**Problem to solve:** Quote all of the records below verbatim.

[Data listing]
## BEGIN

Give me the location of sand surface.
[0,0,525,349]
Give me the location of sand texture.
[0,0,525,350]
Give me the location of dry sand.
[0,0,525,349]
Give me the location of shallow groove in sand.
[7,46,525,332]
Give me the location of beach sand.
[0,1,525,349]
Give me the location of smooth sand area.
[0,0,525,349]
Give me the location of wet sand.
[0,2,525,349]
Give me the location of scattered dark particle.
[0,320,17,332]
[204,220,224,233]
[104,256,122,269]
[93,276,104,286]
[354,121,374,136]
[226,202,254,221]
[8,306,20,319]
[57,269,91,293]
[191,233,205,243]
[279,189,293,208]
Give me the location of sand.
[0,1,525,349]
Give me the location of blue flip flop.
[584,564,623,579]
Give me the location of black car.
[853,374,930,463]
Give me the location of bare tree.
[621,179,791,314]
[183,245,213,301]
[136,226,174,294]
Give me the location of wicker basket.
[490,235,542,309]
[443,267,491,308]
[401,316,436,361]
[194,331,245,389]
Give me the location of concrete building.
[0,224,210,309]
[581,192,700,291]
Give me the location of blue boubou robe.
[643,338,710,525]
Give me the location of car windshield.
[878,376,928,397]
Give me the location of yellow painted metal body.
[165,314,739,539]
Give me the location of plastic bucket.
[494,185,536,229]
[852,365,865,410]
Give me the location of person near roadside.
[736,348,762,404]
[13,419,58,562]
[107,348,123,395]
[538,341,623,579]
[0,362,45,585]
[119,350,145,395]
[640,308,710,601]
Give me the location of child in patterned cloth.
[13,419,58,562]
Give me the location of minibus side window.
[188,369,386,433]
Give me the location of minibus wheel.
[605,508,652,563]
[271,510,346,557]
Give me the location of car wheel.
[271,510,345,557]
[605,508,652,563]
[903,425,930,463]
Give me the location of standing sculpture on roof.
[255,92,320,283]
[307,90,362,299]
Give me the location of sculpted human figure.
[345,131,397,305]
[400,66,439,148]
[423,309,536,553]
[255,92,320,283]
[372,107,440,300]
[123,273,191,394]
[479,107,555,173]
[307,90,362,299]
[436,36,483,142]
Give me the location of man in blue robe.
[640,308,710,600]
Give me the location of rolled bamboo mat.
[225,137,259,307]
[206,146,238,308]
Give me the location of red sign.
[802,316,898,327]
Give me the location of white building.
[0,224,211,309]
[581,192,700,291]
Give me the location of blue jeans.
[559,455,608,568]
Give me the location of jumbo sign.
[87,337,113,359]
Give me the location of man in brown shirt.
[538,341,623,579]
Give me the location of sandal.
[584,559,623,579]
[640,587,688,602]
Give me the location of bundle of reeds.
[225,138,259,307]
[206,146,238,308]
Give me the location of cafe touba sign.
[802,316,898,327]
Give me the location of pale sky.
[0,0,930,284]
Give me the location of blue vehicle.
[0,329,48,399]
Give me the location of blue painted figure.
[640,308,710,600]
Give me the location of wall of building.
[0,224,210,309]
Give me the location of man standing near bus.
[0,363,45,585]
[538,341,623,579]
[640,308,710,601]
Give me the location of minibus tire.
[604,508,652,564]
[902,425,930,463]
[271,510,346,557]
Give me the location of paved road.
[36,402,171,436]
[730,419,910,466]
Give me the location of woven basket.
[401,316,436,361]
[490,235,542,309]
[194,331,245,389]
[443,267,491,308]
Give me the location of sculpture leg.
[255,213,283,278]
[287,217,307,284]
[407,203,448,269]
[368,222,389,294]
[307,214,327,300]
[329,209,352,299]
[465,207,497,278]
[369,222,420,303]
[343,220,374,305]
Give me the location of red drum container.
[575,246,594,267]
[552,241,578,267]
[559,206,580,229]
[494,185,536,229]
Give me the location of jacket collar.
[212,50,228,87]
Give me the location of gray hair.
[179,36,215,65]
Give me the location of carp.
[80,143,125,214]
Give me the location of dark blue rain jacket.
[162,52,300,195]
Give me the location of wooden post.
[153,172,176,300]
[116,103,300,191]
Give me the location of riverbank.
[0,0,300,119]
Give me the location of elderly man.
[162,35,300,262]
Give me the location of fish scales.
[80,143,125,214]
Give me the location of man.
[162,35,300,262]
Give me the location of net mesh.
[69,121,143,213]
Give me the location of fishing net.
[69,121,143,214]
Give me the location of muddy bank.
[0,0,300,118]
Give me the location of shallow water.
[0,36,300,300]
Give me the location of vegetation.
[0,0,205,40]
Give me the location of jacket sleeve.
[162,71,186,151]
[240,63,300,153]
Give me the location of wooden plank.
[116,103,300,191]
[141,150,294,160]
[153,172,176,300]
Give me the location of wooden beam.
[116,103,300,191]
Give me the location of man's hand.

## END

**Completed task:**
Give me the location of sand surface.
[0,0,525,349]
Give me the location of sand texture.
[0,0,525,350]
Give me the location of dry sand.
[0,0,525,349]
Give me the location of shallow groove in sand.
[7,46,525,332]
Give me the location of beach sand.
[0,1,525,349]
Give me the location of smooth sand area.
[0,0,525,349]
Give me the location of wet sand.
[0,2,525,349]
Give me the location of scattered dark particle.
[0,320,17,332]
[204,220,224,233]
[104,256,122,269]
[93,276,104,286]
[354,121,374,136]
[226,202,254,221]
[8,306,20,319]
[57,269,91,293]
[191,233,205,243]
[279,189,293,208]
Give me the location of sand.
[0,1,525,349]
Give me the location of blue flip flop.
[584,564,623,579]
Give me the location of black car.
[853,374,930,463]
Give me the location of bare tree.
[621,179,791,314]
[183,245,213,301]
[136,226,174,294]
Give me the location of wicker basket.
[490,235,542,309]
[443,267,491,308]
[401,316,436,361]
[194,331,245,389]
Give me the location of concrete building.
[0,224,210,309]
[581,192,700,291]
Give me the location of blue boubou robe.
[643,338,710,525]
Give me the location of car windshield.
[878,376,928,397]
Give me the location of yellow painted metal body.
[165,314,739,539]
Give me the location of plastic bucket.
[494,185,536,229]
[852,365,865,410]
Give me the location of person near roadside.
[736,348,762,404]
[13,419,58,562]
[107,348,123,395]
[538,341,623,579]
[0,362,45,585]
[119,350,145,395]
[640,308,710,601]
Give me the location of child in patterned cloth.
[13,419,58,562]
Give me the location of minibus side window.
[188,369,386,433]
Give me the location of minibus wheel.
[605,508,652,563]
[271,510,346,557]
Give me the location of car wheel.
[271,510,345,557]
[605,508,652,563]
[903,425,930,463]
Give me the location of standing sculpture on roof.
[255,92,320,283]
[307,90,362,299]
Give me the location of sculpted human figure.
[345,131,397,305]
[400,66,439,148]
[423,309,536,553]
[255,92,320,283]
[372,107,440,300]
[123,273,191,394]
[479,107,555,173]
[307,90,362,299]
[436,36,483,142]
Give me the location of man in blue robe.
[640,308,710,600]
Give me the location of rolled bamboo mat.
[225,137,259,307]
[206,146,238,308]
Give me the location of red sign.
[802,316,898,327]
Give me the location of white building.
[0,224,211,309]
[581,192,700,291]
Give me the location of blue jeans.
[559,455,608,568]
Give me the location of jumbo sign.
[87,337,113,359]
Give me the location of man in brown shirt.
[538,341,623,579]
Give me the location of sandal.
[584,559,623,579]
[640,587,688,602]
Give me the location of bundle of reeds.
[225,138,259,307]
[206,146,238,308]
Give me the location of cafe touba sign.
[802,316,898,327]
Give me the location of pale sky.
[0,0,930,284]
Give me the location of blue vehicle.
[0,329,48,399]
Give me the location of blue painted figure.
[640,308,710,600]
Give me the location of wall of building.
[0,224,210,309]
Give me the location of man standing near bus.
[0,363,45,585]
[538,341,623,579]
[640,308,710,601]
Give me the location of minibus tire.
[604,508,652,564]
[902,425,930,463]
[271,510,346,557]
Give me the location of paved road.
[36,402,171,436]
[730,419,910,466]
Give me the location of woven basket.
[401,316,436,361]
[490,235,542,309]
[194,331,245,389]
[443,267,491,308]
Give me the location of sculpture leg.
[255,213,283,278]
[287,217,307,284]
[407,203,448,269]
[368,222,389,294]
[307,214,327,300]
[329,209,352,299]
[465,207,497,278]
[369,222,420,303]
[343,220,374,305]
Give me the location of red drum container.
[575,246,594,267]
[552,241,578,267]
[559,206,580,229]
[494,185,536,229]
Give me the location of jacket collar.
[212,50,228,87]
Give me the location of gray hair.
[179,36,215,65]
Give me the location of carp.
[80,143,125,214]
Give me the location of dark blue rain jacket.
[162,52,300,195]
Give me the location of wooden post.
[153,172,176,300]
[116,103,300,191]
Give me the location of riverbank.
[0,0,300,119]
Give me the location of elderly man.
[162,35,300,262]
Give me the location of fish scales.
[80,143,125,214]
Give me the location of man.
[162,35,300,262]
Give me the location of net mesh.
[69,121,143,213]
Give me the location of fishing net.
[69,121,143,214]
Give me the location of muddy bank.
[0,0,300,118]
Give me the location of shallow water.
[0,36,300,300]
Give me the location of vegetation.
[0,0,205,40]
Give me the location of jacket sleeve.
[162,71,186,151]
[240,63,300,153]
Give me the location of wooden plank.
[116,103,300,191]
[141,150,294,160]
[153,172,176,300]
Give me the location of wooden beam.
[116,103,300,191]
Give me the location of man's hand.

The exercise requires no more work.